--- Исходные данные ---
==============================

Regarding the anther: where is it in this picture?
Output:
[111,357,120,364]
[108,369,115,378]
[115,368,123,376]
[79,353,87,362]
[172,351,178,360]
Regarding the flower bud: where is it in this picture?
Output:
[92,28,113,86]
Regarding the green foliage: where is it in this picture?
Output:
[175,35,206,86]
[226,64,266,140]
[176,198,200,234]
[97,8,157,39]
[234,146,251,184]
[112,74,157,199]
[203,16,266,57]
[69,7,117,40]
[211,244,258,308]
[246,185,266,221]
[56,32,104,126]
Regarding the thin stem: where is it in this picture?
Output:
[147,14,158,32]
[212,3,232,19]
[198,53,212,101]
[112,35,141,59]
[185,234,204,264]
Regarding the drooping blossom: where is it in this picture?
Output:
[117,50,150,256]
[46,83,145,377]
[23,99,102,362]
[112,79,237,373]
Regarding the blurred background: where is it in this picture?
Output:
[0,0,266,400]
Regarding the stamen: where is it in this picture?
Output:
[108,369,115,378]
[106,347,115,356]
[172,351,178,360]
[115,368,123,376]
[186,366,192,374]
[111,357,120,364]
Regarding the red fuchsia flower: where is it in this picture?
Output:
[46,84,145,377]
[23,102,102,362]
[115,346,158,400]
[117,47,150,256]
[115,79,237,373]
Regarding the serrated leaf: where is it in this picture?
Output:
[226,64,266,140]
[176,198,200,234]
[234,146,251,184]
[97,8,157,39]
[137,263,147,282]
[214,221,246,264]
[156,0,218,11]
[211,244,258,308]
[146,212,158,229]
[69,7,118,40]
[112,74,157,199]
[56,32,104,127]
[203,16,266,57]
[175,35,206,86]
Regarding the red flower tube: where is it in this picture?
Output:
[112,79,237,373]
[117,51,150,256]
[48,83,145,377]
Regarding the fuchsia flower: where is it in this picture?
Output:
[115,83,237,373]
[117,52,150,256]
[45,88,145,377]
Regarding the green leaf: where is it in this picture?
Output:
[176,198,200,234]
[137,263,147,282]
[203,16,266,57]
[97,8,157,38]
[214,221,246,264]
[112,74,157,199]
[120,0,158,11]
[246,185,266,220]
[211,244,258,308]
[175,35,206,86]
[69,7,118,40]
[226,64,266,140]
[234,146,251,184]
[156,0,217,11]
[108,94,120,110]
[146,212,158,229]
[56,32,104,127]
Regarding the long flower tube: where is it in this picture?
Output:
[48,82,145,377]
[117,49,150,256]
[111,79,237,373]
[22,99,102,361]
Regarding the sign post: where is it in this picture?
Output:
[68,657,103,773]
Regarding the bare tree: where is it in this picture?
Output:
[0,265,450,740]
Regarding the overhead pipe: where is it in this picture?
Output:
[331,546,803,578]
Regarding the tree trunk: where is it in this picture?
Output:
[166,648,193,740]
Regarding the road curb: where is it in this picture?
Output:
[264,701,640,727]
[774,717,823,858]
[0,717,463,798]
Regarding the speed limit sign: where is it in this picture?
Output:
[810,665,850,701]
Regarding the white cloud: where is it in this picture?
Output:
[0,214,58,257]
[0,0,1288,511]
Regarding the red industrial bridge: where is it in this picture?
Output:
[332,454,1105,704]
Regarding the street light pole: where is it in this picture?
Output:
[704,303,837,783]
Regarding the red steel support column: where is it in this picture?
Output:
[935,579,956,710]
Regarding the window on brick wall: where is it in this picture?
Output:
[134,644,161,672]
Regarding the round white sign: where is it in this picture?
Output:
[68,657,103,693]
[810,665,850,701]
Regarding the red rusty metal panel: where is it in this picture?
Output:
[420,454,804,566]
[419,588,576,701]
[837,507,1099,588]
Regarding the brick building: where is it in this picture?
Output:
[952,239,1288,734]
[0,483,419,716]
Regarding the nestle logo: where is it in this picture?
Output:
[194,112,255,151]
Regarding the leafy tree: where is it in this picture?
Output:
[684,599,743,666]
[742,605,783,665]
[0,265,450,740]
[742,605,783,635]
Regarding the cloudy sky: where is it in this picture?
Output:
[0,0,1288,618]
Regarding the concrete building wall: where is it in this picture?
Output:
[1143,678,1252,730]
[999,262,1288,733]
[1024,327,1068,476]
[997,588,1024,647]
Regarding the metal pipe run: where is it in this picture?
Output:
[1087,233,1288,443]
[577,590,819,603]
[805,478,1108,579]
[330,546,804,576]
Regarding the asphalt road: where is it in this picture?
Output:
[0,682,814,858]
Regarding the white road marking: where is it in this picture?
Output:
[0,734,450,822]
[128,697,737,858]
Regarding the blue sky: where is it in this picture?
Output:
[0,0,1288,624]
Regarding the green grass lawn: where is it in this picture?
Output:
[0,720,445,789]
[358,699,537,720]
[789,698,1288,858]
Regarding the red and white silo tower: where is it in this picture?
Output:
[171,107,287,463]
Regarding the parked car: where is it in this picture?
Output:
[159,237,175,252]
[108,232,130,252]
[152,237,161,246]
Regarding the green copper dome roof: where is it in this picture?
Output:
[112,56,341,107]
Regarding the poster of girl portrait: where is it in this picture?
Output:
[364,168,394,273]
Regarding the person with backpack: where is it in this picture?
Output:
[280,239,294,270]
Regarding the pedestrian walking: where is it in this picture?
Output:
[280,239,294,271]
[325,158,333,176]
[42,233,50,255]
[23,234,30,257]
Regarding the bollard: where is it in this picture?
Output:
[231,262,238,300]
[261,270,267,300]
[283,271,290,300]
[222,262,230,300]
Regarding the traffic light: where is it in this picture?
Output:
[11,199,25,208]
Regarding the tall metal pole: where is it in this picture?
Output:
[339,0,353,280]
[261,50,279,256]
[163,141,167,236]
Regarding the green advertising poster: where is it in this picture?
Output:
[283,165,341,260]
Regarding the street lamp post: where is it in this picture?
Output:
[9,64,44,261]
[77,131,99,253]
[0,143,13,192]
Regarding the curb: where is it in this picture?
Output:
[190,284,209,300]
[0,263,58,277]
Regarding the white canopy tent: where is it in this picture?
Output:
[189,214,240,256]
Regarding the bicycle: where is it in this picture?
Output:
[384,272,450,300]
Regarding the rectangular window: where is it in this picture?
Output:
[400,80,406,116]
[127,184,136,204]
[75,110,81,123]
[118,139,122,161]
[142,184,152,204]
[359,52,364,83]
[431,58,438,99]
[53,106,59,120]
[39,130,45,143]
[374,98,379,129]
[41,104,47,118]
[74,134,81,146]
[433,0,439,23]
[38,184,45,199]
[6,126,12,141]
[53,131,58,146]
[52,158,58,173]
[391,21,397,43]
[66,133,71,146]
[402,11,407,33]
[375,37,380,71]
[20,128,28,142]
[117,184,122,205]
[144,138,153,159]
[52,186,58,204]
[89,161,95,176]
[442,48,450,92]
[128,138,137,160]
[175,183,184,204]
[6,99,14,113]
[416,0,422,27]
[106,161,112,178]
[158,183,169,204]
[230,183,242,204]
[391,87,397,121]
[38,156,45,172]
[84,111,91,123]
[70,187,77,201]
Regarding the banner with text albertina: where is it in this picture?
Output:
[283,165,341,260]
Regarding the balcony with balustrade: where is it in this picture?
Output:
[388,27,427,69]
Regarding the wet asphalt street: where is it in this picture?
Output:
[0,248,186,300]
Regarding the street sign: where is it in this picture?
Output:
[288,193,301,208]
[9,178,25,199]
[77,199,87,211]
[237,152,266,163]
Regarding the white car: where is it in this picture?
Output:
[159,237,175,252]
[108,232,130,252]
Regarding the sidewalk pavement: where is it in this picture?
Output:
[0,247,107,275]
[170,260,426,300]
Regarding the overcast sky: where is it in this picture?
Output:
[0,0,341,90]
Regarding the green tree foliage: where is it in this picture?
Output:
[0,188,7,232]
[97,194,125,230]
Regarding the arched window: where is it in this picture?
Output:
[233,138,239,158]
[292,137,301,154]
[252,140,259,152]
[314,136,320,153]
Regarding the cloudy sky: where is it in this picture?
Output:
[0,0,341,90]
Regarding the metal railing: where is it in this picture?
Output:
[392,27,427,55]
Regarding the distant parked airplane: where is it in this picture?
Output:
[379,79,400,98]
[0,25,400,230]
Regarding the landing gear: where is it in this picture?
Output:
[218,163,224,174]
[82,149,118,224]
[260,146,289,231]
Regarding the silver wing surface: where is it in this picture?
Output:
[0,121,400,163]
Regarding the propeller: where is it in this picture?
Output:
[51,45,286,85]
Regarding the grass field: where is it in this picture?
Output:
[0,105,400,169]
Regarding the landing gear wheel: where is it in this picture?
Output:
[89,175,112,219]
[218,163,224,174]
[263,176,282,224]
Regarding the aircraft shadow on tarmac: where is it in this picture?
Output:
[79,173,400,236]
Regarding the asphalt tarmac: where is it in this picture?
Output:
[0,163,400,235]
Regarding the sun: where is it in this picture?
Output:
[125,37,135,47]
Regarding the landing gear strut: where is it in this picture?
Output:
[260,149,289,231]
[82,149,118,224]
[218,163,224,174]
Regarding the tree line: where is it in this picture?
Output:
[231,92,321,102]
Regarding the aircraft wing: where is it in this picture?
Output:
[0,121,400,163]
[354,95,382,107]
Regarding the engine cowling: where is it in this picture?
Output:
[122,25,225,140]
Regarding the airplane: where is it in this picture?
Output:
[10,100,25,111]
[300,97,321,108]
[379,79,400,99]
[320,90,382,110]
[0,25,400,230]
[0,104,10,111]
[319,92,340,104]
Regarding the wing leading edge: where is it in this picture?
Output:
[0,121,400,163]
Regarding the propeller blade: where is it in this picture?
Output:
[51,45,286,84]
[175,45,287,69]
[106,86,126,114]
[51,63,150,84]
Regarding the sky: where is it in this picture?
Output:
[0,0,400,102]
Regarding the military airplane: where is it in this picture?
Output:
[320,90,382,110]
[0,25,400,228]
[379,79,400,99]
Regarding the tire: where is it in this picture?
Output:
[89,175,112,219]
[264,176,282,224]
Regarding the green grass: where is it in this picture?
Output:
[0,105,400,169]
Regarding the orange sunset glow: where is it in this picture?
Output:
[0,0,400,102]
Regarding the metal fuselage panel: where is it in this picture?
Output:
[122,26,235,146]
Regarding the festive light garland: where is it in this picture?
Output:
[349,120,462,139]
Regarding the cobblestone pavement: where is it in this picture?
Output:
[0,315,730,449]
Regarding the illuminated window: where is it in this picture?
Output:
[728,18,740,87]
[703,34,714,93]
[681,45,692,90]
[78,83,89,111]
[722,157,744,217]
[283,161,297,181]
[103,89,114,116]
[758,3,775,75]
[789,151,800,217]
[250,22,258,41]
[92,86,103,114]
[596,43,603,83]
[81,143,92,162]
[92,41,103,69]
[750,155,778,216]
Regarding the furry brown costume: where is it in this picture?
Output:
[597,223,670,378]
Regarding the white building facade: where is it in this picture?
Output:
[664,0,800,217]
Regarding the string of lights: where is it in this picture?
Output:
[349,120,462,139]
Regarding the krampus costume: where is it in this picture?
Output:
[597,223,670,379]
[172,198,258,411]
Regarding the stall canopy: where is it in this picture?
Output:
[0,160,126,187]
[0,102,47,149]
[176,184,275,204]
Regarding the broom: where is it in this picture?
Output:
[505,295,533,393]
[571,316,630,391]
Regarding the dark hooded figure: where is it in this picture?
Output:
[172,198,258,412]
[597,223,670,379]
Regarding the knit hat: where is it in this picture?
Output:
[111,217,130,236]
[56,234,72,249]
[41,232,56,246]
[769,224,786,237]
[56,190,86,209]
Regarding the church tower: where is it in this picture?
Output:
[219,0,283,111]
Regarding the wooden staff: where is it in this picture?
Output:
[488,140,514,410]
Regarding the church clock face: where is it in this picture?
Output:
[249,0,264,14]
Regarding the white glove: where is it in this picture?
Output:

==============================

--- Задание ---
Перепишите без единого изменения строки приведенных выше данных, начиная с самой первой и заканчивая строкой, в которой стоит «[48,83,145,377]», включительно.

--- Ответ ---
Regarding the anther: where is it in this picture?
Output:
[111,357,120,364]
[108,369,115,378]
[115,368,123,376]
[79,353,87,362]
[172,351,178,360]
Regarding the flower bud: where is it in this picture?
Output:
[92,28,113,86]
Regarding the green foliage: where is it in this picture?
Output:
[175,35,206,86]
[226,64,266,140]
[176,198,200,234]
[97,8,157,39]
[234,146,251,184]
[112,74,157,199]
[203,16,266,57]
[69,7,117,40]
[211,244,258,308]
[246,185,266,221]
[56,32,104,126]
Regarding the thin stem: where is it in this picture?
Output:
[147,14,158,32]
[212,3,232,19]
[198,53,212,101]
[112,35,141,59]
[185,234,204,264]
Regarding the drooping blossom: where is it in this picture?
Output:
[117,50,150,256]
[46,83,145,377]
[23,99,102,362]
[112,79,237,373]
Regarding the blurred background: where is it in this picture?
Output:
[0,0,266,400]
Regarding the stamen: where is it in this picture?
Output:
[108,369,115,378]
[106,347,115,356]
[172,351,178,360]
[115,368,123,376]
[186,366,192,374]
[111,357,120,364]
Regarding the red fuchsia flower: where is it in this picture?
Output:
[46,84,145,377]
[23,102,102,362]
[115,346,158,400]
[117,47,150,256]
[115,79,237,373]
Regarding the serrated leaf: where is it in this picture?
Output:
[226,64,266,140]
[176,198,200,234]
[234,146,251,184]
[97,8,157,39]
[137,263,147,282]
[214,221,246,264]
[156,0,218,11]
[211,244,258,308]
[146,212,158,229]
[69,7,118,40]
[112,74,157,199]
[56,32,104,127]
[203,16,266,57]
[175,35,206,86]
Regarding the red flower tube: where is it in this picture?
Output:
[112,79,237,373]
[117,51,150,256]
[48,83,145,377]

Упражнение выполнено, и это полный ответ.